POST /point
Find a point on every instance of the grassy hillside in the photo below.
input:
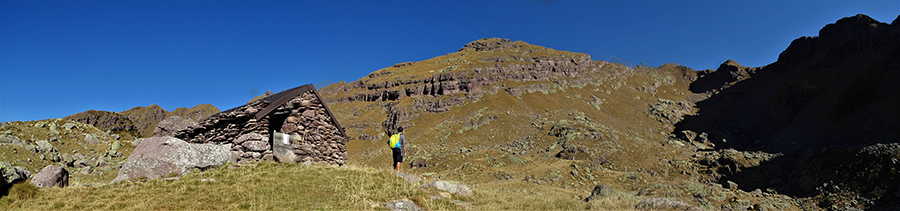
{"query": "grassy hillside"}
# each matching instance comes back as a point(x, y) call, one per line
^^^^
THE EXERCISE
Lay out every line of the items above as a Markdown table with the columns Row and Line, numbering each row and skipping blank lines. Leave the pictures out of your answer.

RESPONSE TO THIS TASK
| Row | Line |
|---|---|
| 1 | POST /point |
| 2 | Find a point on every instance of the grassy hillside in the photo below. |
| 3 | input: |
| 4 | {"query": "grassy hillside"} |
| 5 | # each matching instance comes back as a point(x, y) call, one per line |